------ The records ------
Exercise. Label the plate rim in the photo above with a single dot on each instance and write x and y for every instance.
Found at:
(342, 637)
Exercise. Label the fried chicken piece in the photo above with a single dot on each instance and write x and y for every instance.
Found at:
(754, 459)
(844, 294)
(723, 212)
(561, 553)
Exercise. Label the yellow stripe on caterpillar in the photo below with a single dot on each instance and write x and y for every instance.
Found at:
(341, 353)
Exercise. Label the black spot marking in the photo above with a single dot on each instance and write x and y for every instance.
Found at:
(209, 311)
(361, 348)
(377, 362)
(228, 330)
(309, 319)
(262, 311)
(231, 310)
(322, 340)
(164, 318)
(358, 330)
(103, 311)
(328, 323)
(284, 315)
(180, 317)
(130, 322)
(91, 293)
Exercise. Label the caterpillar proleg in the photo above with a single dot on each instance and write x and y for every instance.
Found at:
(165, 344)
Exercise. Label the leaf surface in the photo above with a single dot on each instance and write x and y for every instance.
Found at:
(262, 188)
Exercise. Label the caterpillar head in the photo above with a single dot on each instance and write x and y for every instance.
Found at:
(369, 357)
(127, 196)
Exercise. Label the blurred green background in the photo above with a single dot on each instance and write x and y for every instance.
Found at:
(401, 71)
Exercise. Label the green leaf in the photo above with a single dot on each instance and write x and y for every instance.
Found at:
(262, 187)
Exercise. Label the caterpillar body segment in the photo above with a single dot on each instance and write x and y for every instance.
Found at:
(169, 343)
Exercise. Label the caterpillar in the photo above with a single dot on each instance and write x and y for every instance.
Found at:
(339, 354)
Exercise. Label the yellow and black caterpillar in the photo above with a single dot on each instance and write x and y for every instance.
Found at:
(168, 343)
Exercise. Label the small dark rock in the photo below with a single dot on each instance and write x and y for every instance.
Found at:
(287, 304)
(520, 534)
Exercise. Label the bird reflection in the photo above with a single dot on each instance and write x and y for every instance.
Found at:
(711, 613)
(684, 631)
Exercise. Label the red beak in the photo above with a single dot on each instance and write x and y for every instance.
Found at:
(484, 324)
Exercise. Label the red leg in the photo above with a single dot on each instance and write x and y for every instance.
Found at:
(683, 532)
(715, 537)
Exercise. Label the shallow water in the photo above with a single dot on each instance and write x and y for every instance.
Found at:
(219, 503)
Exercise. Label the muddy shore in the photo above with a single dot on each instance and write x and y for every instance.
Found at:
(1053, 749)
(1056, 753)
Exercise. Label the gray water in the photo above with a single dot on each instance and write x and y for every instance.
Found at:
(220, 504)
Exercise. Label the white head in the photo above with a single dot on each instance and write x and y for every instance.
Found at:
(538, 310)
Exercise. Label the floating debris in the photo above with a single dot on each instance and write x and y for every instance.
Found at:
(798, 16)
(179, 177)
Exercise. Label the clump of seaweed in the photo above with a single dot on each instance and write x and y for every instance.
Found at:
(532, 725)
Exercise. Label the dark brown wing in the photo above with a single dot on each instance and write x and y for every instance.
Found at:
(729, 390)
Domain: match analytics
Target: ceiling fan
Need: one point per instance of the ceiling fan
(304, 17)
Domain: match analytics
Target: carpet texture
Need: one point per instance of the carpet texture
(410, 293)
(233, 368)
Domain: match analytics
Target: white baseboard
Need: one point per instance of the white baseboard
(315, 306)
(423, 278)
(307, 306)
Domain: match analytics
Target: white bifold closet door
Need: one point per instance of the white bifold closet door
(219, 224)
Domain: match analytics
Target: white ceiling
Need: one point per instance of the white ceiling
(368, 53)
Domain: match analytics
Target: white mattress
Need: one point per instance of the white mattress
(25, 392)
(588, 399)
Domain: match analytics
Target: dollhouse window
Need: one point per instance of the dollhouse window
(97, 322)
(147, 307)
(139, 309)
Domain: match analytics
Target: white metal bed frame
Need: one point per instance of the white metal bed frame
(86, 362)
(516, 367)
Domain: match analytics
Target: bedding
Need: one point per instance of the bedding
------
# Problem statement:
Lay out every line of the records above as a numbered list, skipping any blank lines.

# Correct answer:
1. Exercise. Label the plate rim in the photo above with a single dot on each instance and write x and y for every instance.
2. Found at:
3. (342, 637)
4. Exercise. Label the fried chicken piece in the photo above with a single dot on each instance and write x and y for every instance.
5. Found at:
6. (754, 459)
7. (844, 294)
8. (723, 212)
9. (561, 553)
10. Exercise. Label the yellow stripe on caterpillar in the photo below with a single dot on each instance and write x and y for every instance.
11. Found at:
12. (341, 353)
13. Exercise. Label the black spot marking in the photo above with a single dot on each instance and write x and y for every instance.
14. Found at:
15. (209, 311)
16. (361, 348)
17. (377, 362)
18. (228, 330)
19. (309, 319)
20. (262, 311)
21. (231, 310)
22. (322, 340)
23. (164, 318)
24. (358, 330)
25. (103, 311)
26. (328, 323)
27. (284, 315)
28. (180, 317)
29. (130, 322)
30. (91, 293)
31. Exercise. Label the caterpillar proleg in the photo above with a single dot on each instance and write x and y for every instance.
32. Found at:
33. (165, 344)
34. Exercise. Label the leaf surface in the photo above with a single dot on each instance and write x and y for every instance.
35. Found at:
36. (262, 188)
37. Exercise. Label the caterpillar head in the photo above with a single dot on each instance and write x and y for every instance.
38. Found at:
39. (369, 357)
40. (127, 196)
41. Exercise. Label the blurred green background in the photo above with a single dot on each instance and write x and y for every instance.
42. Found at:
43. (401, 71)
44. Exercise. Label the green leaf in the photo above with a single dot on each instance and write x and y for every instance.
45. Found at:
46. (262, 187)
47. Exercise. Label the caterpillar body segment in the photo above with a single dot on each instance and write x and y for every instance.
48. Found at:
49. (169, 343)
50. Exercise. Label the caterpillar in the photo above with a single dot on each instance and write x and y for every instance.
51. Found at:
52. (339, 354)
53. Exercise. Label the yellow and black caterpillar in the photo above with a single dot on each instance and write x and y for every instance.
54. Found at:
55. (168, 343)
56. Exercise. Label the small dark rock in the photo below with a single dot on each instance and write x and y for every instance.
57. Found at:
58. (287, 304)
59. (520, 534)
60. Exercise. Label the bird reflection in the photo above with a single dot on each instance and write x and y for every instance.
61. Found at:
62. (711, 613)
63. (684, 631)
64. Exercise. Label the red beak in the photo above with a single dot on each instance and write x and y for every instance.
65. Found at:
66. (484, 324)
67. Exercise. Label the red leg in the photo above with a single dot on each instance and write x and y for every instance.
68. Found at:
69. (683, 532)
70. (715, 537)
71. Exercise. Label the shallow water in the photo above with a single dot on each instance and write x and y for every instance.
72. Found at:
73. (219, 503)
74. Exercise. Label the muddy shore in the photo above with a single dot on each instance and write x and y for every instance.
75. Found at:
76. (1053, 749)
77. (1056, 753)
78. Exercise. Label the gray water in the photo above with a single dot on each instance and write x and y for every instance.
79. Found at:
80. (220, 504)
81. Exercise. Label the white head in the photo above with a single dot on each instance and write x and y for every instance.
82. Found at:
83. (538, 310)
84. Exercise. Label the floating debris in the photo above with a single dot on each instance and write x and y for every instance.
85. Found at:
86. (798, 16)
87. (179, 177)
88. Exercise. Label the clump of seaweed in the photo above with a single dot on each instance and write x and y for every instance.
89. Found at:
90. (532, 725)
91. Exercise. Label the dark brown wing in the photo above with a single dot on each instance and write x and y for every instance.
92. Found at:
93. (729, 390)
94. Domain: match analytics
95. Target: ceiling fan
96. Need: one point per instance of the ceiling fan
97. (304, 17)
98. Domain: match analytics
99. Target: carpet texture
100. Need: one point per instance of the carpet texture
101. (410, 293)
102. (233, 368)
103. Domain: match analytics
104. Target: white baseboard
105. Need: one point per instance of the white baseboard
106. (315, 306)
107. (423, 278)
108. (307, 306)
109. Domain: match analytics
110. Target: white bifold closet door
111. Need: one point per instance of the white bifold closet door
112. (219, 224)
113. Domain: match analytics
114. Target: white ceiling
115. Need: one point per instance of the white ceiling
116. (368, 53)
117. Domain: match analytics
118. Target: white mattress
119. Need: one point per instance of the white mattress
120. (25, 392)
121. (588, 399)
122. Domain: match analytics
123. Target: dollhouse window
124. Need: one point per instance of the dollhouse window
125. (97, 322)
126. (147, 307)
127. (139, 309)
128. Domain: match analytics
129. Target: white metal bed frame
130. Need: one point per instance of the white metal bed frame
131. (86, 362)
132. (516, 367)
133. Domain: match analytics
134. Target: bedding
135. Need: one point per instance of the bedding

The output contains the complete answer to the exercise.